THE REQUEST
Please print exactly the lines running from the one that contains "Point to the beach" to the end of the data, with both lines included.

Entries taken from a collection
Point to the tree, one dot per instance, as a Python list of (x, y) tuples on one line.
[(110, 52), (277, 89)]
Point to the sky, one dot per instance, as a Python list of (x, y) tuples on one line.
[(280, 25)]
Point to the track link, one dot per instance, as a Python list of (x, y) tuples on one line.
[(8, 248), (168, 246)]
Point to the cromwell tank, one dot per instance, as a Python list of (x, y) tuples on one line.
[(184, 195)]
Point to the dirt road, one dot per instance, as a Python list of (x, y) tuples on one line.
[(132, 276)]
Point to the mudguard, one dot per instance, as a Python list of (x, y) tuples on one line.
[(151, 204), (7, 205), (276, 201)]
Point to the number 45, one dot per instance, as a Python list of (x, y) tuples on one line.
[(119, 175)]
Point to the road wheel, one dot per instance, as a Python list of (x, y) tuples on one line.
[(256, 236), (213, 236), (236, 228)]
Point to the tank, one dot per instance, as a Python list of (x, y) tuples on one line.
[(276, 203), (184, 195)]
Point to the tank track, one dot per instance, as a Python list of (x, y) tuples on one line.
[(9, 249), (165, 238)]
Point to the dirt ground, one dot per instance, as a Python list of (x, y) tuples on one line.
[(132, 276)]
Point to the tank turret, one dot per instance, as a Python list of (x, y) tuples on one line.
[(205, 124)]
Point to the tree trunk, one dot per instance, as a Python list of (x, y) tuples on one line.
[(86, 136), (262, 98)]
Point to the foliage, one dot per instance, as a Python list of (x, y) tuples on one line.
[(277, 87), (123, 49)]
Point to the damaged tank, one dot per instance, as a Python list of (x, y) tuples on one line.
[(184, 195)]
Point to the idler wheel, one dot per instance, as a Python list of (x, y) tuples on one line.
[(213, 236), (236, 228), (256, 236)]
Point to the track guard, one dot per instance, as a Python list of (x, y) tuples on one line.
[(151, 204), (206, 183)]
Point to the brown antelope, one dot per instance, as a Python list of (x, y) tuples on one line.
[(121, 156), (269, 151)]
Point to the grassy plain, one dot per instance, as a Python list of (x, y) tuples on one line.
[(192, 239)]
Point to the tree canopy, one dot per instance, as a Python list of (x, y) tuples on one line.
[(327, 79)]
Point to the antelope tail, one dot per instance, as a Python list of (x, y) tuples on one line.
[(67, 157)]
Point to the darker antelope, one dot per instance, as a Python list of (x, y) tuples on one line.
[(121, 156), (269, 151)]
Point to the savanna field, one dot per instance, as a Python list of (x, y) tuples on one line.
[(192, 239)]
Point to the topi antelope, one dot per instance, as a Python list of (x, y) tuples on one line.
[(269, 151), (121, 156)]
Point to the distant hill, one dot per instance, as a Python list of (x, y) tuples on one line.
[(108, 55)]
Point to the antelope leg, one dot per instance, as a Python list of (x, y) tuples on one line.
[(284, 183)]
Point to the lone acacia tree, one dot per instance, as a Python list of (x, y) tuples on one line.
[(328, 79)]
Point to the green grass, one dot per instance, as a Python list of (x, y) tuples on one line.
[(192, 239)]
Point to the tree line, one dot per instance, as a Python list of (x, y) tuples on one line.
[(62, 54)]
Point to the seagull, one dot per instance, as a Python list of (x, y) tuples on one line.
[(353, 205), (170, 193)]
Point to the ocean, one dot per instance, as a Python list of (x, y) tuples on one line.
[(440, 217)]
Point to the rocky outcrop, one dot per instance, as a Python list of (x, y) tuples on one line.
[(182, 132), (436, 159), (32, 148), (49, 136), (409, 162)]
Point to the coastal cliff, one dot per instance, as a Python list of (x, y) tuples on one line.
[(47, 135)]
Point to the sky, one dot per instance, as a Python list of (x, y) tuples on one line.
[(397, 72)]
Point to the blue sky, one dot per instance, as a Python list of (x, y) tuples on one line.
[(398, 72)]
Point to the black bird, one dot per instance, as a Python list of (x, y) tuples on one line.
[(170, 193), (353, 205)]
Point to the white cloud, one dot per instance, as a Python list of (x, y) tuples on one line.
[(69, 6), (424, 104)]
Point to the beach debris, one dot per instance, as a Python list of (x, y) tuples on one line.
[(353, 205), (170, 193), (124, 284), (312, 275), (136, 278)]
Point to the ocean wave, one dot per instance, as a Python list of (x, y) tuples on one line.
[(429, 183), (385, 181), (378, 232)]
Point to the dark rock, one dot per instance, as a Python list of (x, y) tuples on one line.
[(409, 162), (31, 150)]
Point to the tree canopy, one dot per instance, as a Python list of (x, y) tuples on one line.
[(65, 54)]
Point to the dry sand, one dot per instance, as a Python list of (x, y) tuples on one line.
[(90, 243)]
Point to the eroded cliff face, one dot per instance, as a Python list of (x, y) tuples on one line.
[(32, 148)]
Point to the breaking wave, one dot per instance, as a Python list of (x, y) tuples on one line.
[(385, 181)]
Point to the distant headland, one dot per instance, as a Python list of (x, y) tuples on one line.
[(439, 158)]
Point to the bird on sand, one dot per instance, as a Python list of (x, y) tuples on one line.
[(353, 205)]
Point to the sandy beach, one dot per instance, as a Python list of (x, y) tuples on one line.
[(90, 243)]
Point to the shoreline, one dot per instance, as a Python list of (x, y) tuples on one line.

RESULT OF THE EXERCISE
Point to the beach debris, one dot per instance, as a Python list of (x, y) tuples on one line.
[(353, 205), (170, 193), (124, 284), (312, 275), (136, 278)]
Point to the ocean wave, one dot per instance, as a Python list of (x, y) tuples on one line.
[(429, 183), (385, 181), (378, 232)]
Point to the dark rock, one dot per instance, as a Python list of (x, y) tuples on one line.
[(409, 162), (31, 150)]
Point to the tree canopy, one dot per instance, as a Python list of (x, y) tuples on one line.
[(65, 54)]
Point to the dry sand, one dot per instance, as a Python list of (x, y) tuples on one line.
[(90, 243)]
Point to the eroded cliff face, one dot per instance, as a Python list of (x, y) tuples on one line.
[(32, 148)]
Point to the breaking wave, one dot per instance, as a Python list of (x, y) tuples on one line.
[(385, 181)]
Point to the distant headland, one dot per instance, as a Python list of (x, y) tuples on one line.
[(439, 158)]
Point to the bird on sand, one dot per instance, as a Python list of (x, y) tuples on one line.
[(353, 205)]
Point to the sandy beach, one dot per instance, as a Python list of (x, y) tuples on one line.
[(90, 243)]
Point to the shoreline, one dot per instance, as a Python list of (x, y) tuples on one line.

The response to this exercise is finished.